• Dataset
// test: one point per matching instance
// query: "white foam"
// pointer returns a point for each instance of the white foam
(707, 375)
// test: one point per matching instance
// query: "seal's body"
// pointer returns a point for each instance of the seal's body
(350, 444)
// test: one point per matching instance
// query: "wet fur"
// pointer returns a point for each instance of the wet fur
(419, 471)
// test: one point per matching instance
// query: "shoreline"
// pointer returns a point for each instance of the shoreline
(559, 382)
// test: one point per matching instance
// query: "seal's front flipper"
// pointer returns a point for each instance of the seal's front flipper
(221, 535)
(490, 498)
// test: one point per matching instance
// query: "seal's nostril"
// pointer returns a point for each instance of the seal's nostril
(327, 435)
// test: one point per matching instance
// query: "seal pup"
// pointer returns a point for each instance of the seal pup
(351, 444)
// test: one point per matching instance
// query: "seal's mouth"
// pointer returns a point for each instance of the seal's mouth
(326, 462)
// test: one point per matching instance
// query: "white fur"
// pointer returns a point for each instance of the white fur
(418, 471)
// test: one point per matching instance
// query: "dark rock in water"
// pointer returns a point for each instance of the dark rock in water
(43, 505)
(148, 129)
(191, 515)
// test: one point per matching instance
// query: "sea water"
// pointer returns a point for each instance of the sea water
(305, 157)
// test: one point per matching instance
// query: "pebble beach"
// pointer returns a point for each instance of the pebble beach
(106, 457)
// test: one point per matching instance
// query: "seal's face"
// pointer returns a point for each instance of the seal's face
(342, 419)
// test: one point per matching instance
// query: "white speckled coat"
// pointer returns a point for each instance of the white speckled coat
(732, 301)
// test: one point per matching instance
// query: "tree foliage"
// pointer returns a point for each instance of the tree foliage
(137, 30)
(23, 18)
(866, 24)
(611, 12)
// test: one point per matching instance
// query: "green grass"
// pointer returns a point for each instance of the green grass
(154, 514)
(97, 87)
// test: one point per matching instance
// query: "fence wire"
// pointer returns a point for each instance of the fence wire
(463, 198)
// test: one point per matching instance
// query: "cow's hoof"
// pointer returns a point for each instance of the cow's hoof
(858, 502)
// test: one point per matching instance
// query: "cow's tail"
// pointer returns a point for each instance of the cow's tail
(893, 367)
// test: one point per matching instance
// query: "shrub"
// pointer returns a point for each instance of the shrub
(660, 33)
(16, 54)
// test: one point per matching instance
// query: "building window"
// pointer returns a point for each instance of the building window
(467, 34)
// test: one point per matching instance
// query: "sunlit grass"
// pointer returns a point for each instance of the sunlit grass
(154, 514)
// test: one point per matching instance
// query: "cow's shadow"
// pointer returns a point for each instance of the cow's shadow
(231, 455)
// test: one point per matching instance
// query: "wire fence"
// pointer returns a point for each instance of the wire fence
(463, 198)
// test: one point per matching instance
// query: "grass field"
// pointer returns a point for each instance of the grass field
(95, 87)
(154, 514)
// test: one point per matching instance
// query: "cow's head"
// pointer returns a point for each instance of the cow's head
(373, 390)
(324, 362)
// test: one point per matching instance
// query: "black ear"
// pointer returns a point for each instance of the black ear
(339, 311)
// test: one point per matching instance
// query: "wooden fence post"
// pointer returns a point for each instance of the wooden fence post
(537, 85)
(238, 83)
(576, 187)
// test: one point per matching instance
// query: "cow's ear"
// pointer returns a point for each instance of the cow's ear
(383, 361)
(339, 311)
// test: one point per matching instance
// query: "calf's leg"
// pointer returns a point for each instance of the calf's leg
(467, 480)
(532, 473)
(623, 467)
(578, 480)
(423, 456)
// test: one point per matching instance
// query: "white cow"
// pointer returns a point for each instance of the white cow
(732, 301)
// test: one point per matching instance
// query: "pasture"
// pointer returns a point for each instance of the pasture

• What the exercise asks
Transcribe the whole listing with nothing added or left out.

• Expected output
// test: one point per matching instance
// query: "white foam"
// pointer returns a point for each instance of the white foam
(707, 375)
// test: one point per matching instance
// query: "seal's body"
// pointer returns a point for each instance of the seal's body
(350, 444)
// test: one point per matching instance
// query: "wet fur"
// pointer returns a point for each instance of the wet fur
(419, 471)
// test: one point per matching instance
// query: "shoreline"
// pointer returns a point for each instance of the shoreline
(559, 382)
// test: one point per matching instance
// query: "seal's front flipper"
// pointer returns a point for each instance of the seal's front flipper
(221, 535)
(490, 498)
// test: one point per matching instance
// query: "seal's nostril"
// pointer returns a point for each instance of the seal's nostril
(327, 435)
// test: one point per matching instance
// query: "seal pup"
// pointer returns a point for each instance of the seal pup
(351, 444)
// test: one point per matching instance
// query: "seal's mouth"
// pointer returns a point for each instance of the seal's mouth
(326, 462)
// test: one point per matching instance
// query: "white fur"
// pointer returns a point for each instance of the white fur
(418, 471)
// test: one point per matching instance
// query: "dark rock in water"
// pointer returns a point for each instance of the dark rock in water
(43, 505)
(148, 129)
(191, 515)
// test: one point per matching instance
// query: "sea water"
// pointer returns a point for each instance of the sea water
(305, 157)
// test: one point per matching instance
// query: "pebble beach"
// pointer returns a point for each instance of the pebble beach
(106, 457)
// test: one point per matching instance
// query: "seal's face"
// pointer returns a point for each instance of the seal's face
(342, 419)
// test: one point per matching instance
// query: "white speckled coat"
// pointer returns a point for each instance of the white speckled coat
(732, 301)
// test: one point per matching instance
// query: "tree foliage"
// pointer returns a point for each instance of the tree foliage
(137, 30)
(23, 18)
(866, 24)
(611, 12)
// test: one point per matching instance
// query: "green grass"
// pointer returns a point for each instance of the green grass
(154, 514)
(97, 87)
// test: one point per matching instance
// query: "fence wire"
// pointer returns a point for each instance of the fence wire
(463, 198)
// test: one point per matching instance
// query: "cow's hoof"
// pointer returns a point for each instance of the cow's hoof
(858, 502)
// test: one point per matching instance
// query: "cow's tail"
// pointer returns a point for each instance of the cow's tail
(893, 367)
// test: one point per matching instance
// query: "shrub"
// pointer returns a point for each instance of the shrub
(660, 33)
(16, 54)
// test: one point per matching instance
// query: "building window"
// pointer returns a point for each instance of the building window
(467, 34)
// test: one point per matching instance
// query: "sunlit grass"
// pointer returns a point for each instance of the sunlit grass
(154, 514)
// test: one point per matching instance
// query: "cow's shadow"
// pointer returns a point for each instance of the cow's shadow
(231, 455)
// test: one point per matching instance
// query: "wire fence"
// pointer returns a point for each instance of the wire fence
(463, 198)
// test: one point per matching instance
// query: "grass field"
// pointer returns a point for each instance of the grass field
(95, 87)
(154, 514)
// test: one point per matching instance
// query: "cow's head"
// pointer returns a point for each instance of the cow's head
(373, 390)
(324, 362)
// test: one point per matching instance
// query: "black ear"
// pointer returns a point for each instance of the black ear
(339, 311)
// test: one point per matching instance
// query: "wooden fence post"
// pointer returns a point for each instance of the wooden fence post
(537, 85)
(238, 83)
(576, 187)
// test: one point per matching instance
// query: "cow's ear"
// pointer returns a point for each instance of the cow's ear
(383, 361)
(339, 311)
// test: one point per matching instance
// query: "calf's leg"
// pointer returns a point for each instance of the calf's leg
(467, 480)
(532, 473)
(623, 467)
(578, 480)
(423, 456)
// test: one point per matching instance
// query: "white cow"
// pointer returns a point for each instance of the white cow
(732, 301)
// test: one point per matching instance
// query: "pasture"
// pointer returns a point for each instance of the pasture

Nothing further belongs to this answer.